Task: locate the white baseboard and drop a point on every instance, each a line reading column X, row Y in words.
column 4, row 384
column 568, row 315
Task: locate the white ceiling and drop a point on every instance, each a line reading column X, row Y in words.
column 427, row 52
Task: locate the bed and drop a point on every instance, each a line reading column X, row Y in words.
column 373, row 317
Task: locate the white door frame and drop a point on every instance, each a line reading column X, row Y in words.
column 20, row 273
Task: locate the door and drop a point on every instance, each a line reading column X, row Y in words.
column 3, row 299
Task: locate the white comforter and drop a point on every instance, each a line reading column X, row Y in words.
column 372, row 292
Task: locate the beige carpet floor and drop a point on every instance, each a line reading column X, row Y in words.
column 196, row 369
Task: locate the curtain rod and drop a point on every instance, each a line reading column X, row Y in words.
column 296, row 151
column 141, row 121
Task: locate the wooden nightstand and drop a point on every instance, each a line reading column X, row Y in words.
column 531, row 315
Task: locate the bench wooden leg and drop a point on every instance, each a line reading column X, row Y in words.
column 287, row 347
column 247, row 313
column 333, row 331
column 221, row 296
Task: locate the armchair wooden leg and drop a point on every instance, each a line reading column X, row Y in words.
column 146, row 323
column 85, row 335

^^^^

● Exercise instructions:
Reproduce the material exactly, from the first line to the last.

● Your solution:
Task: locate the white baseboard and drop a point on every instance, each a line reading column X, row Y in words.
column 4, row 384
column 568, row 315
Task: locate the white ceiling and drop a point on every instance, each a line reading column X, row Y in words.
column 427, row 52
Task: locate the bed and drop a point on every instance, each a line reading column X, row Y in words.
column 373, row 317
Task: locate the white door frame and drop a point on every instance, each a line reading column X, row Y in words.
column 20, row 273
Task: locate the door and drop a point on every instance, each a line reading column X, row Y in words.
column 3, row 299
Task: locate the white comforter and drop a point on every instance, each a line reading column X, row Y in words.
column 372, row 292
Task: locate the beige carpet floor and drop a point on every instance, each a line reading column X, row Y in words.
column 196, row 369
Task: locate the curtain rod and drop a point on every instance, each a line reading column X, row Y in words.
column 296, row 151
column 141, row 121
Task: locate the wooden nightstand and drop a point on every instance, each a line reading column X, row Y in words.
column 531, row 315
Task: locate the bench wooden leg and drop a point on every instance, each a line reading column X, row Y in words.
column 287, row 347
column 247, row 313
column 333, row 331
column 221, row 296
Task: locate the armchair wooden leg and drop a point on every instance, each a line reading column X, row Y in words.
column 146, row 323
column 85, row 335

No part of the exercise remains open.